+++ TEXT BLOCK +++
Parenting with Love & Logic Chapter 2



Chapter 2: Mission Possible: Raising responsible kids
"All loving parents face essentially the same challenge: raising children who have their heads on straight and will have a good chance to make it in a big world. Every sincere mom and dad strives to attain this goal. We must equip our darling offspring to make the move from total dependence on us to independence, from being controlled by us to controlling themselves." (pp.21)

In the world we live in, responsible kids are the only ones who will be able to handle all the difficult situations and choices. "Many kids arrive at their challenging and life-threatening teenage years with no clue as to how to make decisions. They 'know better' but still try drugs..., ignore good advice, and dabble with sex." (pp.22) Why? They haven't learned to make good choices.

Ineffective parenting styles:
1. Helicopter parents: their lives revolve around their children. They hover and rescue children from bad choices, resulting in children never learning how to deal with consequences. These "loving" parents think they are making it easier for their kids, but their children aren't equipped to deal with the challenges of life. These parents aren't secure in imposing consequences. When their children hurt, they hurt too, so they bail their kids out. The real world is not like this. Normal events of adult life (disease, traffic tickets, bills...) don't disappear because a loving benefactor bails us out. (pp.23)
+++
__WHAT YOU NEED TO DO__: From the parenting excerpt, extract the passage between "Chapter 2: Mission" and "make good choices.", inclusive. Rely only on the parenting excerpt and nothing outside it.
+++ EXTRACTED MATERIAL +++
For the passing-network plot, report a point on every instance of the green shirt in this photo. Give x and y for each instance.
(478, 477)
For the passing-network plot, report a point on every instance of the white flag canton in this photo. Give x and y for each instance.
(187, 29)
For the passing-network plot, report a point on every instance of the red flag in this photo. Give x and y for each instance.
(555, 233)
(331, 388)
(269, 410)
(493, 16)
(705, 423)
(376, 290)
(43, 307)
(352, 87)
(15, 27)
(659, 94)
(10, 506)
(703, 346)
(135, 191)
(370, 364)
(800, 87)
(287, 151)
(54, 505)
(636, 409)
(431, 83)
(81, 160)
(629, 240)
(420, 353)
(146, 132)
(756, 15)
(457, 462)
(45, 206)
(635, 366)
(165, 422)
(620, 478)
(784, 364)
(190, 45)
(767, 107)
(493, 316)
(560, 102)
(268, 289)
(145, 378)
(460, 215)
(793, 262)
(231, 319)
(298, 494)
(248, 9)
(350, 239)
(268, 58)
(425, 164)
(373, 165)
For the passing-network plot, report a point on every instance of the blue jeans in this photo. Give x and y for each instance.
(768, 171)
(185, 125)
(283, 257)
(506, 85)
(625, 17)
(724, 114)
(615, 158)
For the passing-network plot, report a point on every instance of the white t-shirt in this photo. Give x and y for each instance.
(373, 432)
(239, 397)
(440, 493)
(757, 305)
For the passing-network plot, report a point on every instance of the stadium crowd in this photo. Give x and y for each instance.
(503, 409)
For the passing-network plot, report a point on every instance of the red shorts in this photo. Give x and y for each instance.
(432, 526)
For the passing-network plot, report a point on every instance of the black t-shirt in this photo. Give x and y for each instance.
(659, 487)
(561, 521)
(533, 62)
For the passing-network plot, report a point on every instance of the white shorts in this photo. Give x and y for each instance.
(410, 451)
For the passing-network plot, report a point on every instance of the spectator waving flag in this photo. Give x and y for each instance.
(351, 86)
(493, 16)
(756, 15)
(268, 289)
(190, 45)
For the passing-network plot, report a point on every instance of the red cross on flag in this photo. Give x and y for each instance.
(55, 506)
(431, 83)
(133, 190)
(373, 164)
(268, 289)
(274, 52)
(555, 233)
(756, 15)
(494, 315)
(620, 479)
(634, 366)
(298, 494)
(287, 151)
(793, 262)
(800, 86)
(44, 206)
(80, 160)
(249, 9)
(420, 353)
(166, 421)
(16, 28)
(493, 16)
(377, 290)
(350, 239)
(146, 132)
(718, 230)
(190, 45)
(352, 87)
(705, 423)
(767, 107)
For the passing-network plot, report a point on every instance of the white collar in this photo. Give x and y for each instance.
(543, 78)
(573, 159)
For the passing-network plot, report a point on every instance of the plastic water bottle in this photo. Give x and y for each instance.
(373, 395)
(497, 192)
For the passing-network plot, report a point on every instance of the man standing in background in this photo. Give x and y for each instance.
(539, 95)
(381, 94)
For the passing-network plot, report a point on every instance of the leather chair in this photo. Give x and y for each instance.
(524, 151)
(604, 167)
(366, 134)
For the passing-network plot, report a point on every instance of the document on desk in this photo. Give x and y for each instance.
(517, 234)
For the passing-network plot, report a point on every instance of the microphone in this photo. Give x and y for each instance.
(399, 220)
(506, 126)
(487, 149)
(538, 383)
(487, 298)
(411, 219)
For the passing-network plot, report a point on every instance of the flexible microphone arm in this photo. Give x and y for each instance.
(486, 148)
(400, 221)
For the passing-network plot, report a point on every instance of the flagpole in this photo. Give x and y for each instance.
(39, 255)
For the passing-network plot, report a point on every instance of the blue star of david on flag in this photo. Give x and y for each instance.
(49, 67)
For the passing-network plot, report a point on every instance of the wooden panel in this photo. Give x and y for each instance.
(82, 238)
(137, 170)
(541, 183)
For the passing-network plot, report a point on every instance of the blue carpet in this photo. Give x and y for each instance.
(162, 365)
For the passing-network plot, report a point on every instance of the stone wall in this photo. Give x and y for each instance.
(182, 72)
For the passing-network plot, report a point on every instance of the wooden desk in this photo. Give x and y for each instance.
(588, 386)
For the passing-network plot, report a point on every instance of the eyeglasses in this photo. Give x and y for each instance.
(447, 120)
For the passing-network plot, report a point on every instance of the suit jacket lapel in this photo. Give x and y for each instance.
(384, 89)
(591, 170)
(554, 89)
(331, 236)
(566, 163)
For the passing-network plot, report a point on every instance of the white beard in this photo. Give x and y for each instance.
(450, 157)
+++
__THE COMPLETED TASK__:
Chapter 2: Mission Possible: Raising responsible kids
"All loving parents face essentially the same challenge: raising children who have their heads on straight and will have a good chance to make it in a big world. Every sincere mom and dad strives to attain this goal. We must equip our darling offspring to make the move from total dependence on us to independence, from being controlled by us to controlling themselves." (pp.21)

In the world we live in, responsible kids are the only ones who will be able to handle all the difficult situations and choices. "Many kids arrive at their challenging and life-threatening teenage years with no clue as to how to make decisions. They 'know better' but still try drugs..., ignore good advice, and dabble with sex." (pp.22) Why? They haven't learned to make good choices.